- _TEXT SHOWN_:
Concerning total haemocytes counts/mm3 haemolymph (T.H.C.), maximum numbers of haemocytes was observed in royal jelly (0.02%); pollen (0.2%) and pollen + propolis (0.2% + 0.1%) treatments.
Highly significant increment in (T.H.C.), over control, in the following treatments: honey (1% and 2%), royal jelly (0.03%), pollen (0.2%), and propolis (0.1%). Significant decrease in (T.H.C.) was detected in royal jelly (0.02%), pollen + propolis, royal jelly plus pollen or propolis, as compared with control.
Thus, depends on data of the effect of honey (2%) concerning (T.S.S.%) and (T.H.C.), and its mixture with pollen (0.2%), propolis (0.1%), and royal jelly (0.02%), this dose of honey (2%), and its mixtures with other hive products, not recommended for using as additives to mulberry leaves for feeding of silkworm. This from the haematological point of view.
Maximum abundance % of prohaemocytes was noticed in pollen (0.2% and 0.3%), and its mixture with royal jelly (0.2% and 0.02%) treatments, and their % abundance in all tested treatments were more than control. Maximum % abundance of plasmatocytes, granula cells and oenocytoides, were in treatments of: pollen + honey (0.2% + 2%); pollen + propolis (0.2% + 0.1%); and honey + royal jelly (2% + 0.02%), while spindle cells % were more in control, as compared with tested treatments.
Highly significant increase % in prohaemocytes was noticed in pollen (0.2%) treatment. Highly significant increment % in plasmatocytes in all treatments, except, pollen + honey, royal jelly + honey and propolis (0.1%), as compared with control. Highly significant increase %, as compared with control, was noticed in spindle cells, in all treatments, except: propolis (0.2%), and its mixture with pollen or honey. Granula cells were increased significantly in propolis (0.2%), honey (2%), and propolis + pollen treatments, as compared with control. Oenocytoids %, were significantly decreased, as compared with control, in propolis (0.2%), pollen (0.3%), pollen plus honey or propolis treatments.
With respect to (T.S.S.%) in silkworm larval haemolymph, and depending on % increase over control readings, the tested powders (gm) and liquids (%) can be arranged desindinglly as follow: palm pollen (10 gm), pollen (10 gm), drone brood (5 gm), soya (10 gm), palm pollen (5 gm), soya (5 gm), pollen (0.3%), pollen (5 gm), royal jelly (0.03%), and honey (1%).

- _TASK 1_: Please print the part of the silkworm passage between "Concerning total haemocytes" and "(0.2% + 0.1%) treatments.", inclusive.
- _TASK 2_: Translate this sentence from the silkworm passage into Spanish: "Granula cells were increased significantly in propolis (0.2%), honey (2%), and propolis + pollen treatments, as compared with control."

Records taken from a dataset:
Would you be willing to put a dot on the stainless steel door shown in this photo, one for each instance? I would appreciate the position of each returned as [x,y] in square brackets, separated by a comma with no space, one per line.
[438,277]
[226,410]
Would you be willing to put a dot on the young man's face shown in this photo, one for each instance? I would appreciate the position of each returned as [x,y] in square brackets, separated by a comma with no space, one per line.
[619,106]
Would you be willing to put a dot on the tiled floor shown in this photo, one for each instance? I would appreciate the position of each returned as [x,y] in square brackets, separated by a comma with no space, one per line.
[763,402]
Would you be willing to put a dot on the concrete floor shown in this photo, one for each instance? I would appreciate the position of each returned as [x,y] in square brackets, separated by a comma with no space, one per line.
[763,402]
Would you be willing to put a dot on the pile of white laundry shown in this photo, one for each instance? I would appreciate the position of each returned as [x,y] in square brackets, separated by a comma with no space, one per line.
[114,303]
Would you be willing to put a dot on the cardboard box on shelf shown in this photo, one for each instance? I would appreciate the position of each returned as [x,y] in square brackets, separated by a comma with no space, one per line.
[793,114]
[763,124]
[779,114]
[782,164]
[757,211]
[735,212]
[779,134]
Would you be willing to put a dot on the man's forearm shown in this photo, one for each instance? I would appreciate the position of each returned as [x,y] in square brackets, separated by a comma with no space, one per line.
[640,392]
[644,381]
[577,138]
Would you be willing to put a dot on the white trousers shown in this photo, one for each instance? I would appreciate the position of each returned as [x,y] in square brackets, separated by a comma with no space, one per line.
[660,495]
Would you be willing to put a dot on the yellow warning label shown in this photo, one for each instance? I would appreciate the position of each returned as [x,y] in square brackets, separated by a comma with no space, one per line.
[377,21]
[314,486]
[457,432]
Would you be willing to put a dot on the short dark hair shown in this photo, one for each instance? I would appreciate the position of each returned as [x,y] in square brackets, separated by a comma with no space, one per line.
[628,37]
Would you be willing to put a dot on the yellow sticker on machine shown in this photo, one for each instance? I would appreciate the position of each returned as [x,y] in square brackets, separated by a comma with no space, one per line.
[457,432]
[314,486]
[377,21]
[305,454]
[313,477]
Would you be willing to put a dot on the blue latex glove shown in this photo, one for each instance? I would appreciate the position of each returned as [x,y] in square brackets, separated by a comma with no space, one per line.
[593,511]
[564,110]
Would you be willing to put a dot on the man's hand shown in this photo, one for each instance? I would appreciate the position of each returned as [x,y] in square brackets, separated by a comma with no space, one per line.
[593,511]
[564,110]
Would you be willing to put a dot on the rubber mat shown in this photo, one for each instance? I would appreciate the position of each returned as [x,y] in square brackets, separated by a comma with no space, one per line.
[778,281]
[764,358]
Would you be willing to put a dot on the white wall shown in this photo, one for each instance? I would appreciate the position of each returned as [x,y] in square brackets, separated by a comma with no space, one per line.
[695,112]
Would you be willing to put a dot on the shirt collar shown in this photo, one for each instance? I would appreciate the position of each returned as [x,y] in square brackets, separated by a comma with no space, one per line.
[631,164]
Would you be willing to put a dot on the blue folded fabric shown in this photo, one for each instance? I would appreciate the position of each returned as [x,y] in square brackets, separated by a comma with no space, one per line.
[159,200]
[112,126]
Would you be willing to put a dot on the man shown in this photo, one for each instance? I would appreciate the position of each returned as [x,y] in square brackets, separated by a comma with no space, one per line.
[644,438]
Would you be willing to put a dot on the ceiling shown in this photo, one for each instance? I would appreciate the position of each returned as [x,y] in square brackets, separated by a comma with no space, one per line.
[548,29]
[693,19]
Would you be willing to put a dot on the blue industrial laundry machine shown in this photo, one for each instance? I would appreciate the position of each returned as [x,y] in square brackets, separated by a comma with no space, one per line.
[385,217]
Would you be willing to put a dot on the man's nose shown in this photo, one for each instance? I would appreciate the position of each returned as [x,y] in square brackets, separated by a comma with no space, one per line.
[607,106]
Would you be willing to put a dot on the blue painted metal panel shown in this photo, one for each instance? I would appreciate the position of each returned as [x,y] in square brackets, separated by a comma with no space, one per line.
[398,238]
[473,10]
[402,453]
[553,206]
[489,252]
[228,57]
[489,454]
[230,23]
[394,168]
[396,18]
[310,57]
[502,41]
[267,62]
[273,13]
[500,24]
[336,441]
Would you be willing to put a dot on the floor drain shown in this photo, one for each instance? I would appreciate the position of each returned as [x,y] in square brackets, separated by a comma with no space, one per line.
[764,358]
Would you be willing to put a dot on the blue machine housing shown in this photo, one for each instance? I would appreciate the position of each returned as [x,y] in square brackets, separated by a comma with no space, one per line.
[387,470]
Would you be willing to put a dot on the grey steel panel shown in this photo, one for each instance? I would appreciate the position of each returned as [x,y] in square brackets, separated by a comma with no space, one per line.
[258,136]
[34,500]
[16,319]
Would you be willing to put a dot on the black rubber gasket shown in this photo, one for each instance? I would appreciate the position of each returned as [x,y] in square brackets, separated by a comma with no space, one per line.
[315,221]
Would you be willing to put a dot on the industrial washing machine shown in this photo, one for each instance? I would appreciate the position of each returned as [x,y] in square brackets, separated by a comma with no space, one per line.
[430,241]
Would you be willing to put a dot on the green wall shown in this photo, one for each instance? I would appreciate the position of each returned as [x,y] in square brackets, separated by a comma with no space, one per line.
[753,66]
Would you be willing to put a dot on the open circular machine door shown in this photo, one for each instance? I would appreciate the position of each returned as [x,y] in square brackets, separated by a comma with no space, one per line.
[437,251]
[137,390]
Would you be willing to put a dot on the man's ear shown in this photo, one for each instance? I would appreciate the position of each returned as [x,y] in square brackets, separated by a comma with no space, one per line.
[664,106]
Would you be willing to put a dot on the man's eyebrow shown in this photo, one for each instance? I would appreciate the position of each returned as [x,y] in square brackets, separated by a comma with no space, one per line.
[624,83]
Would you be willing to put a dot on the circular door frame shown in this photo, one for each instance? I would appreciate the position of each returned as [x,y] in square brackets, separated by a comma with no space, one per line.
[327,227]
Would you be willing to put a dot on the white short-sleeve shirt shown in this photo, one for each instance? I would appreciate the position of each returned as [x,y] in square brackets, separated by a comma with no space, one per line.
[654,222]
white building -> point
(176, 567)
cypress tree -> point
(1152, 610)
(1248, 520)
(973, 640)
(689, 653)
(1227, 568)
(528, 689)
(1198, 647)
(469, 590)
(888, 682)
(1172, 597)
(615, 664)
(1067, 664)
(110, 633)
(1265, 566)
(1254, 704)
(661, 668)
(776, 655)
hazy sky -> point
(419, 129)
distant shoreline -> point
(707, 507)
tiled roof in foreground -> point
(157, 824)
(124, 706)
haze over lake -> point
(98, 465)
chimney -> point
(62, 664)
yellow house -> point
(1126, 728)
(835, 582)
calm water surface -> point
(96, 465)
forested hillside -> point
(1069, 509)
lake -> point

- _ANSWER SECTION 1_:
Concerning total haemocytes counts/mm3 haemolymph (T.H.C.), maximum numbers of haemocytes was observed in royal jelly (0.02%); pollen (0.2%) and pollen + propolis (0.2% + 0.1%) treatments.

- _ANSWER SECTION 2_: Las células granulares aumentaron significativamente en los tratamientos de propóleo (0,2 %), miel (2 %) y propóleo + polen, en comparación con el control.